# What to work on
(A) Extract the passage of the article on weight and family eating habits between "Fat and Overweight" and "optimal weight limits?", inclusive.
(B) Extend the article on weight and family eating habits by continuing it from where it stops.

# Source document
****************************************
Fat and Overweight Family Dysfunction
Do friends influence the way we eat, or did we learn our good or bad eating habits from the dinner table during childhood? Experts disagree on which influence has the most pull, but in the meantime, the differing arguments have well researched reasoning. However, we can learn from the concept that weight loss or gain happens in numbers. How can we leverage this knowledge to ensure that we build healthy lifestyles within optimal weight limits?
Whether learned behavior from friends or family, eating habits are highly contagious. According to research from Harvard University and the University of California, “obesity may be passed like a virus from person to person via social networks, based on their analysis of research on more than 12,000 participants who were followed for 32 years.”
Opposing arguments say that weight is a product of family conditioning. Other researchers “developed their own mathematical model using adult and adolescent sibling data in an effort to better understand the role of genetic predisposition and habits formed during childhood on adult body weight.”
****************************************
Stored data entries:
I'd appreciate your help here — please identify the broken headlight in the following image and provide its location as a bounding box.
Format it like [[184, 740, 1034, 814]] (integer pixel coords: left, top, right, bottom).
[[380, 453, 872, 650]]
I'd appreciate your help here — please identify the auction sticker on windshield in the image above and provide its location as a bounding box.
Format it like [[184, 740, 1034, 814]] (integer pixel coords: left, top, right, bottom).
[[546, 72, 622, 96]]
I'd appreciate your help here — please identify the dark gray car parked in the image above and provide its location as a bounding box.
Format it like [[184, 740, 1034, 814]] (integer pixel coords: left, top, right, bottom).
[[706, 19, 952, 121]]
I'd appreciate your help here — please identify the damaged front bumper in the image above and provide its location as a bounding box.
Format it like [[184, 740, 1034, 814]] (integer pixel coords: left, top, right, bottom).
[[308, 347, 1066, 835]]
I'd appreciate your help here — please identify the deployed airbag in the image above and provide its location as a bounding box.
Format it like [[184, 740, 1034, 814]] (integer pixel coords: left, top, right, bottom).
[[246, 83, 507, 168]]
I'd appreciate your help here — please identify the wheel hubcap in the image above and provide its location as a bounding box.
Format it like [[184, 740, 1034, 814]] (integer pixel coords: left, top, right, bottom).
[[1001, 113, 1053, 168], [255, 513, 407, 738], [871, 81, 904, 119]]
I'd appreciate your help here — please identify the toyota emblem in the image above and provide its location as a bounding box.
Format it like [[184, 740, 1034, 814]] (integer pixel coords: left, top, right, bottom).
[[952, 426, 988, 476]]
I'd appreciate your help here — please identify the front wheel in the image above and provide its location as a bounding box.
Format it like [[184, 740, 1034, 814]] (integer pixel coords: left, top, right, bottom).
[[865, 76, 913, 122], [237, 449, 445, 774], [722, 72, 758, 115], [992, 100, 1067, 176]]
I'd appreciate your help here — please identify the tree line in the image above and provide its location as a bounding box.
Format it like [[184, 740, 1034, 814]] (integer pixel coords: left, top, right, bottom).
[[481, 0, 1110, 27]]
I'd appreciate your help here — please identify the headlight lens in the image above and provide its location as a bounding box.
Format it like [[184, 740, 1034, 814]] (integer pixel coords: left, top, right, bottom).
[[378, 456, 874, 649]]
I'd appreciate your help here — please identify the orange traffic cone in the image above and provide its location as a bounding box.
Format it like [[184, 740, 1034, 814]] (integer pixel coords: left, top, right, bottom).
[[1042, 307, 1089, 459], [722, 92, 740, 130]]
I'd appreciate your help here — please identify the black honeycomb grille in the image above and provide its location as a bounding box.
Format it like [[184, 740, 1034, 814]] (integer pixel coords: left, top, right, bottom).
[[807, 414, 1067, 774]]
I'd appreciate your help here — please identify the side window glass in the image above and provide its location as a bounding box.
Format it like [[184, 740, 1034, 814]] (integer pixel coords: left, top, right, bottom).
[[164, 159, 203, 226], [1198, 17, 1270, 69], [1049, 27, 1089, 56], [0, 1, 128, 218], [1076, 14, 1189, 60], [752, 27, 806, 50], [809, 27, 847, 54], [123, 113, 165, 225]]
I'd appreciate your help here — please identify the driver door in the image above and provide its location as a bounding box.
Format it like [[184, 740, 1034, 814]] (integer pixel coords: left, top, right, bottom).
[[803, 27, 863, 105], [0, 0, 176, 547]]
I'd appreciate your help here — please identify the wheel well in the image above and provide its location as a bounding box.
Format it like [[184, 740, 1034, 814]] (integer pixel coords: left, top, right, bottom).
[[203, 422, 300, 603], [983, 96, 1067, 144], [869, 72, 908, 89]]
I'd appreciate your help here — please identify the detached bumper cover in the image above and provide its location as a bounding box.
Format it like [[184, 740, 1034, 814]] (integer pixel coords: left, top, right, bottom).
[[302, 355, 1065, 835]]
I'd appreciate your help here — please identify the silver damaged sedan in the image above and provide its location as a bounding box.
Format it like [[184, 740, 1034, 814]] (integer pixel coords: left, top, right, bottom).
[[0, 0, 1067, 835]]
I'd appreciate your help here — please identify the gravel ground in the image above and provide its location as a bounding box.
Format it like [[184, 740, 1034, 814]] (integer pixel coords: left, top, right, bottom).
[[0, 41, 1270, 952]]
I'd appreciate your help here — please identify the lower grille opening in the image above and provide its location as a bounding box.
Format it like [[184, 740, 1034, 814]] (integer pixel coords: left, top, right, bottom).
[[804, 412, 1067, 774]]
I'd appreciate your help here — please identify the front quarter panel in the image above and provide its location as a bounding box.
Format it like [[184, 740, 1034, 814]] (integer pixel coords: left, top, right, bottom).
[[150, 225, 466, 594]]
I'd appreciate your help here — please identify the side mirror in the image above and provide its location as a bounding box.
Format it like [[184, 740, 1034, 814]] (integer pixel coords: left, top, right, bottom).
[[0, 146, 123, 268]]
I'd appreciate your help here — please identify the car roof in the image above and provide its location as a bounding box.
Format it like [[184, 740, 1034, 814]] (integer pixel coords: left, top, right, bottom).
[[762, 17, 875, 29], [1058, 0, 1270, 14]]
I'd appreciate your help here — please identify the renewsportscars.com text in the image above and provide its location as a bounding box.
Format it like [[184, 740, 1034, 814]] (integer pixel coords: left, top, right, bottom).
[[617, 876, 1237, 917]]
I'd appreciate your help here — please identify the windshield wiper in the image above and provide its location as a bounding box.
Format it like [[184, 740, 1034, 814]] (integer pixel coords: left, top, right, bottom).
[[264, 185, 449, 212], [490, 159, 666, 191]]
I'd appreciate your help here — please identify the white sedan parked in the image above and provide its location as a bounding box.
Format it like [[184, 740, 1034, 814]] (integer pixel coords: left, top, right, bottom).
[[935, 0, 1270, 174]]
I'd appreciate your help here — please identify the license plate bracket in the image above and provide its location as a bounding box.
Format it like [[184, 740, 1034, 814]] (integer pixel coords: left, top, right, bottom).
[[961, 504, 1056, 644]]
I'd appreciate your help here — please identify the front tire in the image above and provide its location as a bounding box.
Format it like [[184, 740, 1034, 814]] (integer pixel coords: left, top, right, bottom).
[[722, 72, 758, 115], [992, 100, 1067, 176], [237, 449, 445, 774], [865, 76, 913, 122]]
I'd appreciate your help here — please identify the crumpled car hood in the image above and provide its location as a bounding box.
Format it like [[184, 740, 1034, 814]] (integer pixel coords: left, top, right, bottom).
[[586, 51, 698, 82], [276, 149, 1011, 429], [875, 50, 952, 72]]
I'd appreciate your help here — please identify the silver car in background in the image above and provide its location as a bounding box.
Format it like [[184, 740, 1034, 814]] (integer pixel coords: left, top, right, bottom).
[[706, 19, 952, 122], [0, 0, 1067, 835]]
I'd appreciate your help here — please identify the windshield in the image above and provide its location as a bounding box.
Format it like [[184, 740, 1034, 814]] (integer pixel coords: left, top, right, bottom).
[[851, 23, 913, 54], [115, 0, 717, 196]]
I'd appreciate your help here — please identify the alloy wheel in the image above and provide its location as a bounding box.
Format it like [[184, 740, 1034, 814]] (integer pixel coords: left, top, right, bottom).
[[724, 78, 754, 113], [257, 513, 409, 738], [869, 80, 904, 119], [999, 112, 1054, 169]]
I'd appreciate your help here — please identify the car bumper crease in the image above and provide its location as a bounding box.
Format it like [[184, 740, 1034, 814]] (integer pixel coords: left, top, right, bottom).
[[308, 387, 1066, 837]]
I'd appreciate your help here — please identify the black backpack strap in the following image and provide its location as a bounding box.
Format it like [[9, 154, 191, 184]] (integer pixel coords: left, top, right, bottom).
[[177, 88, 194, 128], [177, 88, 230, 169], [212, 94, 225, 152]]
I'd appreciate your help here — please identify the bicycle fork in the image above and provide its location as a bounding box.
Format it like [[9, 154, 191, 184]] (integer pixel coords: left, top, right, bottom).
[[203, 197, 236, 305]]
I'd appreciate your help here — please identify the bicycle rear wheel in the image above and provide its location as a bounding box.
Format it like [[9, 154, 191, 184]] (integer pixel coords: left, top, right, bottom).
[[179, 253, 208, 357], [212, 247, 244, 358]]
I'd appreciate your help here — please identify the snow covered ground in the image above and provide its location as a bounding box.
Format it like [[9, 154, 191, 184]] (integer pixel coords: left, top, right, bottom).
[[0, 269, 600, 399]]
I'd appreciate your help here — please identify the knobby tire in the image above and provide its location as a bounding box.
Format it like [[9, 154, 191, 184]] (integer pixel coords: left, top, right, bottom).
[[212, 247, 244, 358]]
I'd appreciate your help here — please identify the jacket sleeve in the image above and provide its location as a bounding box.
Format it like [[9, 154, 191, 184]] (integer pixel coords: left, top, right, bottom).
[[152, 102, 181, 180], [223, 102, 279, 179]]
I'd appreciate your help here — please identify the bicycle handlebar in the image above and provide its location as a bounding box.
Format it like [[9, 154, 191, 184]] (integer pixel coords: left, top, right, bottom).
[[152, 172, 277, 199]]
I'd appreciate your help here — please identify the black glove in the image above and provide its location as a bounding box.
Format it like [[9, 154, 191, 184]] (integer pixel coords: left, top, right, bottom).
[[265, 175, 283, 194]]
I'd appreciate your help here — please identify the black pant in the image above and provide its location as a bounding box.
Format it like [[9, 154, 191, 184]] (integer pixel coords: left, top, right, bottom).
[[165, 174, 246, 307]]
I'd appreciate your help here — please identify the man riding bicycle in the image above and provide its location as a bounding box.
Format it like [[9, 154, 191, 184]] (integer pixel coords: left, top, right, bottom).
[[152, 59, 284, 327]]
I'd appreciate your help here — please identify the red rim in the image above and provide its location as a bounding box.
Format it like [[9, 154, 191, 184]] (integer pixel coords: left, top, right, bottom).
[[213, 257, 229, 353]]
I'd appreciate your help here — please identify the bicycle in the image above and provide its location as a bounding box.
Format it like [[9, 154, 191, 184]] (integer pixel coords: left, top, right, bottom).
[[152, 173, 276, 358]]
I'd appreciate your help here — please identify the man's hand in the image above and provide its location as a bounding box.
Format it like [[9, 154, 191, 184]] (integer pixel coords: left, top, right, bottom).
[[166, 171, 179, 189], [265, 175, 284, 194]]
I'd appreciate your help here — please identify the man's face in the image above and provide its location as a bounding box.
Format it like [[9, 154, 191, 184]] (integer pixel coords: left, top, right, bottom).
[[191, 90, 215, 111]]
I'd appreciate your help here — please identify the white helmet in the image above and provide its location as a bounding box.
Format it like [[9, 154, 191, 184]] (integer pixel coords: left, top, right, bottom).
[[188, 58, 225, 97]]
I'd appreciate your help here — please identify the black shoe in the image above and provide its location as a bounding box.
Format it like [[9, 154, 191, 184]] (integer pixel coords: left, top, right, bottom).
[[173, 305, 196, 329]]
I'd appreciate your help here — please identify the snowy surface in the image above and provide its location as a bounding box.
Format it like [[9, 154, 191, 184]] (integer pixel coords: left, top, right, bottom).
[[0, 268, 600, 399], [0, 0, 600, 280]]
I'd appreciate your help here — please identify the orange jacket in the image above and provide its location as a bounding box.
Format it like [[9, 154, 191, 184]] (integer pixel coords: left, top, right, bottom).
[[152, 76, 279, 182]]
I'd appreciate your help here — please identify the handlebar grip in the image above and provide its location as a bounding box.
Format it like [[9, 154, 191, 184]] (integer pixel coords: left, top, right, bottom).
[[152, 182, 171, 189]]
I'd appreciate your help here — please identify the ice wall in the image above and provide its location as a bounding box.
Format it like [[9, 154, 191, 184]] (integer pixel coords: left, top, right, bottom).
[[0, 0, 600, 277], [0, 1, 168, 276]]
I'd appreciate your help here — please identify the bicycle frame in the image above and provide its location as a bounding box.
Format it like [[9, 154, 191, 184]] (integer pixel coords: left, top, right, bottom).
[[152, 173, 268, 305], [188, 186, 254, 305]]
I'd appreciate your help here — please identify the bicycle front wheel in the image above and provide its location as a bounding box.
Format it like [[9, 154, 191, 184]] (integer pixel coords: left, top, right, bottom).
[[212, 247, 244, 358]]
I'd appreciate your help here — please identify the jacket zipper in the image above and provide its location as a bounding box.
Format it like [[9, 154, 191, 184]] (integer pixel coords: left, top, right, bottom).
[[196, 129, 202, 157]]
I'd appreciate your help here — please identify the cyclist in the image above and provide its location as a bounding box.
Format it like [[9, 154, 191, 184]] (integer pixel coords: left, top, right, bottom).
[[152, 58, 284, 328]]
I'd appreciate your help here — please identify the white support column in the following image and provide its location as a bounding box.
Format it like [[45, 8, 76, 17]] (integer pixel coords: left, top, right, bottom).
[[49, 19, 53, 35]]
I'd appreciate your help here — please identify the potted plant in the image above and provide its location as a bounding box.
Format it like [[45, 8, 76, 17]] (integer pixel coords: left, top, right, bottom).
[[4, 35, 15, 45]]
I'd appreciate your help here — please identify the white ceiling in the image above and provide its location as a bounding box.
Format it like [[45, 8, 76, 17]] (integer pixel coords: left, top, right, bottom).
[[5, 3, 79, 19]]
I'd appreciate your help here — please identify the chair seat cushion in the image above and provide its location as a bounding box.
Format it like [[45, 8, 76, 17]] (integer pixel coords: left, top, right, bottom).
****************************************
# Results
(A)
Fat and Overweight Family Dysfunction
Do friends influence the way we eat, or did we learn our good or bad eating habits from the dinner table during childhood? Experts disagree on which influence has the most pull, but in the meantime, the differing arguments have well researched reasoning. However, we can learn from the concept that weight loss or gain happens in numbers. How can we leverage this knowledge to ensure that we build healthy lifestyles within optimal weight limits?

(B)
Whichever side of the argument you agree – or disagree – with, there is no denying that people today suffer from weight struggles. The irony is, very few people actually think they are fat. But the truth is that 2/3 of us are. Have you ever wondered why this is? If you come from a fat family, you will have a different view of what is fat and what is not. In certain communities where 80% of the population is overweight, the smaller people are considered thin in that culture but would be seen as obese outside that culture.
It seems that the old adage “love is blind” is actually preventing healthy living here.
This is a sticky subject since we shy away from saying anything negative about family members. When is the last time that a kid said, “Mom, you are fat.” Consider another awkward situation in which Dad would be bold enough to say something to his daughter about her weight. How many men have gotten in trouble by answering honestly when their wife asked them, “Honey, do I look fat in this dress?”
So, how do we fix this serious health problem? Given that what we learn when we are young is ideal weight, we need to give more strategies to parents to talk to their kids about health and wellness via discussing weight. Communicating openly about proper portions sizes is important in our society of gorging and over eating. Discussions about healthy snacking will allow kids to think carefully about reaching for the fruit snack packages infused with sugar, instead of eating real live fruit.
But even more so, we need to educate parents about their own health habits so that the attitude of wellness is passed to the kids. As these kids grow up with healthy eating habits, they will be able to better recognize poor eating habits and avoid them – or possibly even the friends who engage in them.